Could you write out the items from the start through the line containing "Give the mask of every instance of the bowl", swapping "bowl rim" for "bowl edge" and leaving everything else unchanged?

▸ Material shown:
-------

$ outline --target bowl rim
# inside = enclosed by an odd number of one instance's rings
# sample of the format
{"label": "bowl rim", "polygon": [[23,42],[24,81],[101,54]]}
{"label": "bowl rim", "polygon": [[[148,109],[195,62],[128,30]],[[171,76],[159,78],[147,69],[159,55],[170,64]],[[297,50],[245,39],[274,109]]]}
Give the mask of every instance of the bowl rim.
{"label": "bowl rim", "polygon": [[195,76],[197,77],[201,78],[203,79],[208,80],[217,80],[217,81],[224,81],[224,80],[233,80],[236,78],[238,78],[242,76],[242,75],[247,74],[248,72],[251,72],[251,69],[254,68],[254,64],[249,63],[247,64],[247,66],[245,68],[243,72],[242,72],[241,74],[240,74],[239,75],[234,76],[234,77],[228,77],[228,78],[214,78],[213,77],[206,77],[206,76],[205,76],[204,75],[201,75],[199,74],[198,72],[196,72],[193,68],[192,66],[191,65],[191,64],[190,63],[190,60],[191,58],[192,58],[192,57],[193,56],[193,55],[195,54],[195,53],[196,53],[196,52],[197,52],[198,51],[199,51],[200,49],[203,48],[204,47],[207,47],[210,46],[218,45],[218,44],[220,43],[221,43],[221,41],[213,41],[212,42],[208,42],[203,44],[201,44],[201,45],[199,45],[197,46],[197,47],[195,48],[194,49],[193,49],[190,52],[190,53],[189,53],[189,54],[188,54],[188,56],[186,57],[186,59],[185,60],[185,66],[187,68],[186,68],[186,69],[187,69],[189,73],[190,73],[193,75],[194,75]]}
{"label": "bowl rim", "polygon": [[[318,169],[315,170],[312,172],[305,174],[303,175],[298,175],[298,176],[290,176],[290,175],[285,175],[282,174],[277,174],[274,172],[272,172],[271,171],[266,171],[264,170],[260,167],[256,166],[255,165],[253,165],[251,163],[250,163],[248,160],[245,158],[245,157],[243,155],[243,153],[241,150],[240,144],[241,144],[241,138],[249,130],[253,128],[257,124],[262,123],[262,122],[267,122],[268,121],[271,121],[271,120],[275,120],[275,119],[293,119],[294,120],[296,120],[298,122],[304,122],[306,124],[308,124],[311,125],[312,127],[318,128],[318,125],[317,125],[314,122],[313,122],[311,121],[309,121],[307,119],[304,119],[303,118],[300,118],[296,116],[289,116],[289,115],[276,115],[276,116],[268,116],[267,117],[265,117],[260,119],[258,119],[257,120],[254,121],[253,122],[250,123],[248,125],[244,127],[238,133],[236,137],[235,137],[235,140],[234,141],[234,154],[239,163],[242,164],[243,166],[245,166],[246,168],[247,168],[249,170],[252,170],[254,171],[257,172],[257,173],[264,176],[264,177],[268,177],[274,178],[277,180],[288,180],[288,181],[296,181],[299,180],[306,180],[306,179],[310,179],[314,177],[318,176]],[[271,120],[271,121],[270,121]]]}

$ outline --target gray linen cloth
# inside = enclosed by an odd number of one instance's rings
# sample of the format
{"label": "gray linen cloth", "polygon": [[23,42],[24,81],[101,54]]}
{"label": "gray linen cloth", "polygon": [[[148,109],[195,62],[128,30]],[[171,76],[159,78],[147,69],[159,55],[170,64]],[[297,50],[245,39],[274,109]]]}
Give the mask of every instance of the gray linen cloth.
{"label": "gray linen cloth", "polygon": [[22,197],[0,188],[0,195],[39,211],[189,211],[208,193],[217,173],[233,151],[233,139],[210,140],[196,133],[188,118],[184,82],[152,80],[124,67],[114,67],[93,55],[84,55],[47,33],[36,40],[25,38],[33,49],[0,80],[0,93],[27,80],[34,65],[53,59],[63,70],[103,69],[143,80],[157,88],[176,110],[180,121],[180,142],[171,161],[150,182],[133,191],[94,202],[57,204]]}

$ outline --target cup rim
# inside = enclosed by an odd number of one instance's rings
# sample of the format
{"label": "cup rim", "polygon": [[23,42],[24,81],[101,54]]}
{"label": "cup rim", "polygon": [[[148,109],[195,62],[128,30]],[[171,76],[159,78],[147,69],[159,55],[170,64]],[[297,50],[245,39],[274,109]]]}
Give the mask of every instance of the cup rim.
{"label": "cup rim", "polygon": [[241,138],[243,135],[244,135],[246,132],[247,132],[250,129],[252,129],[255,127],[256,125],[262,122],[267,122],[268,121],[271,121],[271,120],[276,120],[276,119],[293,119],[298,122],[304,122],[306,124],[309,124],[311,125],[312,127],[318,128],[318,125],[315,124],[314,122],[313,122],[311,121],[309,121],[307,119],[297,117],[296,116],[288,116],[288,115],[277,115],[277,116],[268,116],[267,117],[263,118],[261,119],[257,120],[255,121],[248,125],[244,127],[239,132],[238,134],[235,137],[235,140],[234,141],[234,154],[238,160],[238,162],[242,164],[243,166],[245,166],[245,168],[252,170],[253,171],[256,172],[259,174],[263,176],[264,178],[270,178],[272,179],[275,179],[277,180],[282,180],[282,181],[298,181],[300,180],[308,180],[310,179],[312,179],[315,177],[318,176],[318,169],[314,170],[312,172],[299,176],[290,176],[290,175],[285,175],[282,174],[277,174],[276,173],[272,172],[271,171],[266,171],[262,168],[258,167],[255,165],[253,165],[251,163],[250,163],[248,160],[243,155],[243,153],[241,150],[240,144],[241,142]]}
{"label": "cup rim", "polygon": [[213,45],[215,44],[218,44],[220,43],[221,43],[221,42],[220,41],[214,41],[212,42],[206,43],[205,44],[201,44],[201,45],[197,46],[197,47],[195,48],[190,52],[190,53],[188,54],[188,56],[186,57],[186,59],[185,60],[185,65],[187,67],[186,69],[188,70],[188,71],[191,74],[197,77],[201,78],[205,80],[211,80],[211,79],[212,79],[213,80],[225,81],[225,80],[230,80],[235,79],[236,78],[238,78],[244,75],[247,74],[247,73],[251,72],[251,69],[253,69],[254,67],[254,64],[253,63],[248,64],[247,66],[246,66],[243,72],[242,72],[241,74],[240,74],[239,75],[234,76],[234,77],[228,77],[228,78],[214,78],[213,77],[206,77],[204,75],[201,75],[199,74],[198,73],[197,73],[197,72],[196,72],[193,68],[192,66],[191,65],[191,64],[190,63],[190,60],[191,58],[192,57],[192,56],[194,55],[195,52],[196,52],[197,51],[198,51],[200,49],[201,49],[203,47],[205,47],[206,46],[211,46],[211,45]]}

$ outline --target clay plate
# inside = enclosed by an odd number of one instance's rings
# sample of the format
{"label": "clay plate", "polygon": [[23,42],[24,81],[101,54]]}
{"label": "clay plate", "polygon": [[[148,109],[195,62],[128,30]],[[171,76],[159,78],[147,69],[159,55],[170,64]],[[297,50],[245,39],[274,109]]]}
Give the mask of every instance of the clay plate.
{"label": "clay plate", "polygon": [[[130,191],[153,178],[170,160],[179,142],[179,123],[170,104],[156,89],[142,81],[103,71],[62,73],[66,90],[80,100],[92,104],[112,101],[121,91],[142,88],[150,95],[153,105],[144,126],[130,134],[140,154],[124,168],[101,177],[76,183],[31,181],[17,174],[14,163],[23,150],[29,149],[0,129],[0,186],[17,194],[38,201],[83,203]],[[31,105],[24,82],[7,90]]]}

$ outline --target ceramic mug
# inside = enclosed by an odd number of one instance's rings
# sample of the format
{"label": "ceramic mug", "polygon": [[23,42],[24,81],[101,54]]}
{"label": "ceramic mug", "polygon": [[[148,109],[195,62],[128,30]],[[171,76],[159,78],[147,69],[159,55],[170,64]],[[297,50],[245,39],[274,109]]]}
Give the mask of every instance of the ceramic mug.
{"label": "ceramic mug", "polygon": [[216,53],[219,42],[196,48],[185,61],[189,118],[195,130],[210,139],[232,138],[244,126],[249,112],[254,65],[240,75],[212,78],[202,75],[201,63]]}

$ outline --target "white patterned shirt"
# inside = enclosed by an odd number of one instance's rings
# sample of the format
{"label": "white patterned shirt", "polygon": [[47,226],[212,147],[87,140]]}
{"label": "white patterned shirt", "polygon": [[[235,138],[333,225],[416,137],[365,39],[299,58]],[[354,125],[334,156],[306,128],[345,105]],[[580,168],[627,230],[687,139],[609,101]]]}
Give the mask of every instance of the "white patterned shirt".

-------

▸ Response for this exercise:
$ outline --target bowl edge
# inside = enclosed by an odd number of one instance's rings
# sample of the format
{"label": "bowl edge", "polygon": [[23,42],[24,81],[101,54]]}
{"label": "bowl edge", "polygon": [[[148,109],[195,62],[128,30]],[[171,76],[159,78],[147,69],[159,55],[170,64]],[[297,50],[245,39],[274,109]]]}
Give the mask of every instance of the bowl edge.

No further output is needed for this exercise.